Source data -
########

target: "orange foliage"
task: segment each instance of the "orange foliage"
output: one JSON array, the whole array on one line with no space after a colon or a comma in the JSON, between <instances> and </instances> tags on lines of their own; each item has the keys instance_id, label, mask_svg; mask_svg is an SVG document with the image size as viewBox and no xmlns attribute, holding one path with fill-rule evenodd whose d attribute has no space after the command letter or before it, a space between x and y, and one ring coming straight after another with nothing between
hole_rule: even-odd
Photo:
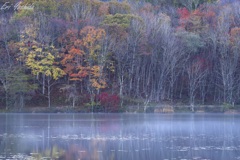
<instances>
[{"instance_id":1,"label":"orange foliage","mask_svg":"<svg viewBox=\"0 0 240 160\"><path fill-rule=\"evenodd\" d=\"M69 29L59 38L59 42L65 45L61 64L69 80L81 81L88 77L92 87L96 89L106 87L102 67L97 62L98 51L101 48L100 41L105 34L103 29L87 26L80 32Z\"/></svg>"}]
</instances>

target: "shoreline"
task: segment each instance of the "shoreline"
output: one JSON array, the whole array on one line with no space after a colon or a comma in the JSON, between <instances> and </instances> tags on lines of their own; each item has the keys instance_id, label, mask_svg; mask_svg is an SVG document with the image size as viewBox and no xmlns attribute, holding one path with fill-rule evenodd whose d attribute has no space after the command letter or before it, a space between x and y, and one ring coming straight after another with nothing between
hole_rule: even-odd
<instances>
[{"instance_id":1,"label":"shoreline","mask_svg":"<svg viewBox=\"0 0 240 160\"><path fill-rule=\"evenodd\" d=\"M104 110L92 110L88 107L25 107L13 109L1 109L0 113L226 113L240 114L239 106L226 105L196 105L194 110L189 105L157 105L157 106L138 106L129 105L115 112L105 112Z\"/></svg>"}]
</instances>

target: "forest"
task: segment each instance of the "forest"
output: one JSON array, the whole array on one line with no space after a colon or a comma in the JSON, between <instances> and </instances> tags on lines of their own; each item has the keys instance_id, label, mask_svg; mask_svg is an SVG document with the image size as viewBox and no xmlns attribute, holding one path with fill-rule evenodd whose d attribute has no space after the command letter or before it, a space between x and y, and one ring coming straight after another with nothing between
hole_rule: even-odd
<instances>
[{"instance_id":1,"label":"forest","mask_svg":"<svg viewBox=\"0 0 240 160\"><path fill-rule=\"evenodd\" d=\"M0 106L240 104L238 0L0 1Z\"/></svg>"}]
</instances>

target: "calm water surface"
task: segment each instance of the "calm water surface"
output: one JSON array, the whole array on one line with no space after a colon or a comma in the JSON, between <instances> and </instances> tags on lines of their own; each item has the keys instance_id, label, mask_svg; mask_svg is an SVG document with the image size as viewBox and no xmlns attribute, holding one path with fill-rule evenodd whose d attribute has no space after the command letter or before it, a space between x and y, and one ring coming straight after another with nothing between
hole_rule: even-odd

########

Problem to work on -
Leave out the pictures and retype every line above exactly.

Answer to this exercise -
target: "orange foliage"
task: segment each instance of the "orange foliage"
output: one JSON array, the whole array on one line with no space after a colon or a comma in the JSON, between <instances> and </instances> tags on lines of their own; each item has the keys instance_id, label, mask_svg; mask_svg is an SVG document with the image size as viewBox and no xmlns attribute, holding one path with fill-rule evenodd whose d attribute has no space after the command letter or before it, a space between x and y, and one ring coming straight after another with nothing between
hole_rule: even-odd
Photo:
<instances>
[{"instance_id":1,"label":"orange foliage","mask_svg":"<svg viewBox=\"0 0 240 160\"><path fill-rule=\"evenodd\" d=\"M69 29L59 38L59 42L65 45L61 64L69 80L81 81L88 77L92 87L96 89L106 87L102 67L97 62L98 51L101 48L100 41L105 34L103 29L87 26L80 32Z\"/></svg>"}]
</instances>

target: "shoreline"
task: segment each instance of the "shoreline"
output: one JSON array, the whole array on one line with no space after a colon or a comma in the JSON, between <instances> and </instances> tags on lines of their own; each item has the keys instance_id, label, mask_svg; mask_svg is an SVG document with the image size as viewBox and no xmlns attribute, holding one path with fill-rule evenodd whose d attribute has no space after the command letter or before it, a space between x and y, and one ring coming straight after another with nothing between
hole_rule: even-odd
<instances>
[{"instance_id":1,"label":"shoreline","mask_svg":"<svg viewBox=\"0 0 240 160\"><path fill-rule=\"evenodd\" d=\"M104 110L92 110L88 107L25 107L13 109L1 109L0 113L226 113L240 114L239 106L226 105L196 105L194 110L189 105L157 105L157 106L138 106L129 105L115 112L105 112Z\"/></svg>"}]
</instances>

target: "forest"
task: segment each instance of the "forest"
output: one JSON array, the whole array on one line with no space after a colon or a comma in the JSON, between <instances> and </instances> tags on lines of their own; each item has the keys instance_id, label, mask_svg; mask_svg is an SVG document with the image size as viewBox and no xmlns attribute, holding one path with fill-rule evenodd whose d attribute has no space after the command letter or before it, a space between x and y, and one ring coming straight after another with nothing between
hole_rule: even-odd
<instances>
[{"instance_id":1,"label":"forest","mask_svg":"<svg viewBox=\"0 0 240 160\"><path fill-rule=\"evenodd\" d=\"M0 106L240 104L238 0L0 1Z\"/></svg>"}]
</instances>

target: "calm water surface"
task: segment each instance of the "calm water surface"
output: one JSON array, the whole array on one line with no space after a colon or a comma in the JSON, between <instances> and </instances> tags on lines of their own; each item has the keys instance_id, label, mask_svg; mask_svg is an SVG document with the image size as viewBox and no xmlns attribute, holding one path with fill-rule evenodd whose d attribute has no space after the command letter or before it, a space between x and y, and one ring coming straight after another with nothing between
hole_rule: even-odd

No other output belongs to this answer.